What the exercise asks. Shift the rows from the start up to and including the line with "179), (445, 168)]": repeat every line, requests included, with 46 added to each coordinate number in the answers.
== == ==
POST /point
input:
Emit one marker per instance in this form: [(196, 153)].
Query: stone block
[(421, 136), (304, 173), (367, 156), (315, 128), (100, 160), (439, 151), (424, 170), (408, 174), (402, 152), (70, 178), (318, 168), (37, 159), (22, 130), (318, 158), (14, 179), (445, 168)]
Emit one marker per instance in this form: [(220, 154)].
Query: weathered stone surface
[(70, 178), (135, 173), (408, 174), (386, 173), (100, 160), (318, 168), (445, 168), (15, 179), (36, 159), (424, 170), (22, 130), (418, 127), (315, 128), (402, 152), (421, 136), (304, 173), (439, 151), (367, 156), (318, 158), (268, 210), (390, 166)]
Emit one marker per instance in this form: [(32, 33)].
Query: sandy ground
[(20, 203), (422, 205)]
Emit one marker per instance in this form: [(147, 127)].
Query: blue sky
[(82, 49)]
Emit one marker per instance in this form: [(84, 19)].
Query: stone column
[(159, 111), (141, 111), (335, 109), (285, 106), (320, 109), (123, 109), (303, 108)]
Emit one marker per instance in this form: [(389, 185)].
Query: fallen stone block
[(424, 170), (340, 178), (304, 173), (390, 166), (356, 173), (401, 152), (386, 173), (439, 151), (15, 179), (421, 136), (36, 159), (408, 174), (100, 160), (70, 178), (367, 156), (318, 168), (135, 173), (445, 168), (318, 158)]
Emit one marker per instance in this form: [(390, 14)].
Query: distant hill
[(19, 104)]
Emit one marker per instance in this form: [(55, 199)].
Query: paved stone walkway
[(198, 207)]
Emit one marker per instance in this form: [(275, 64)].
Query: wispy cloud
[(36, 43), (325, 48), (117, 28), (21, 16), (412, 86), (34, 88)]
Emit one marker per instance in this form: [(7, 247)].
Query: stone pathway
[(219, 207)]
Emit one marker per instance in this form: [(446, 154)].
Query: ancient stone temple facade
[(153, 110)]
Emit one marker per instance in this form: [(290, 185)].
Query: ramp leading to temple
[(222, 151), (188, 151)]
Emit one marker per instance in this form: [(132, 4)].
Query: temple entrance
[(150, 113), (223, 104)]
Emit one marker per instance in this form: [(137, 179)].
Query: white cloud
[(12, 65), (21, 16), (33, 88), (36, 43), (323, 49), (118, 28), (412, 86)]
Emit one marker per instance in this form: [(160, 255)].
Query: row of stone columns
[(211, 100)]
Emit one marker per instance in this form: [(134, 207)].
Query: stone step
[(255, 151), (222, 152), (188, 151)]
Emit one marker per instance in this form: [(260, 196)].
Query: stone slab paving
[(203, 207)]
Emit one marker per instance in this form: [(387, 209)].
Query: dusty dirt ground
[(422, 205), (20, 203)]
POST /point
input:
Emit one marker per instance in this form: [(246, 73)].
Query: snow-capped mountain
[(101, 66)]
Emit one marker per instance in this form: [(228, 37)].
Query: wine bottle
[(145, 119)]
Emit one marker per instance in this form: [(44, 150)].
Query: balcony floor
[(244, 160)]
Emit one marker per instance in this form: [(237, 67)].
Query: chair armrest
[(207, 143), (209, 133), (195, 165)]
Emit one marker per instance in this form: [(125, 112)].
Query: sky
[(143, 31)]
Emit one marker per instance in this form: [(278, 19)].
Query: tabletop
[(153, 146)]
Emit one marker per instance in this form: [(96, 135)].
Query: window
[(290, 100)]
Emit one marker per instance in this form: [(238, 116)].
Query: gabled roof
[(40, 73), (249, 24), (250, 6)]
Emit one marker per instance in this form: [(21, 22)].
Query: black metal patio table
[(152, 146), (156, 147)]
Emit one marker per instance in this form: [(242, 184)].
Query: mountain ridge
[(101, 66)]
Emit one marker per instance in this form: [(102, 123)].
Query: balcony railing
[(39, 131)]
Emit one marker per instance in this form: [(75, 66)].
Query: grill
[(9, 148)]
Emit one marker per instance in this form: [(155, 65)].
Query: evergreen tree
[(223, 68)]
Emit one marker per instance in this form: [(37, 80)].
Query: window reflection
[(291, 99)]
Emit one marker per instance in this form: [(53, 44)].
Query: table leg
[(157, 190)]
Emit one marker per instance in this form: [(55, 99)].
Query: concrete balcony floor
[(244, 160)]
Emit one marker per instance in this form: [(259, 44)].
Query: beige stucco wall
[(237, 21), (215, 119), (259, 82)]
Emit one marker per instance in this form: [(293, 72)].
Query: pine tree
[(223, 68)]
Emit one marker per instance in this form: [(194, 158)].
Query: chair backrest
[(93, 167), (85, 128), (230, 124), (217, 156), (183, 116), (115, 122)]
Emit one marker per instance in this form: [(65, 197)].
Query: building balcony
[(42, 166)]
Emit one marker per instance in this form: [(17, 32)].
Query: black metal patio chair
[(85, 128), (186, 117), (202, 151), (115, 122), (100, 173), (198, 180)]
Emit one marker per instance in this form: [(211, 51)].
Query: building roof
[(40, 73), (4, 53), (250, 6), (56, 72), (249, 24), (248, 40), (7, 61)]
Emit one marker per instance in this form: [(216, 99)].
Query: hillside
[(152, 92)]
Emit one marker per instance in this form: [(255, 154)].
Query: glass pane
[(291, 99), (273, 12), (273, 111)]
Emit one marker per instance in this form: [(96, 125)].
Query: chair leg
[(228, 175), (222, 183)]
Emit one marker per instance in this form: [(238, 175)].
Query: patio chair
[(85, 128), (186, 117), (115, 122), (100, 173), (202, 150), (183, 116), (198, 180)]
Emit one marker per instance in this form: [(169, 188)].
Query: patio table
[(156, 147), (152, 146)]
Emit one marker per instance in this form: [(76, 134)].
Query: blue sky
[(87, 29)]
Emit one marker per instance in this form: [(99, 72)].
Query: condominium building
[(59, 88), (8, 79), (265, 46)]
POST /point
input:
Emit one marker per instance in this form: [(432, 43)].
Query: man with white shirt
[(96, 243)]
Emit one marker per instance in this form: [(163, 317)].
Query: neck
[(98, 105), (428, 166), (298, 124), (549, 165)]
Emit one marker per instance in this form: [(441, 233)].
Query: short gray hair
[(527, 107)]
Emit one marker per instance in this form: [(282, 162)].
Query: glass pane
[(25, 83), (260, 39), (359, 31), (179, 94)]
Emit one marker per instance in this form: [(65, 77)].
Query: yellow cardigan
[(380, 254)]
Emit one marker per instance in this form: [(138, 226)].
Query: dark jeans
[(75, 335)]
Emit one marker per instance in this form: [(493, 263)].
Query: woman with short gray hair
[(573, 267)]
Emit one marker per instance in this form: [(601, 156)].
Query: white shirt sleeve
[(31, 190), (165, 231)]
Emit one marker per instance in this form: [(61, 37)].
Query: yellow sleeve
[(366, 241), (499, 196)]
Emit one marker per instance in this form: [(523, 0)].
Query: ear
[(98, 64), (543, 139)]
== == ==
Task solution.
POST /point
input:
Emit one marker per instance in this form: [(196, 153)].
Query: stone block
[(467, 182), (350, 219), (413, 202), (361, 174), (146, 206), (485, 197), (470, 216), (454, 220), (448, 198), (116, 224), (364, 214), (83, 205), (68, 176), (364, 204), (60, 225), (491, 214)]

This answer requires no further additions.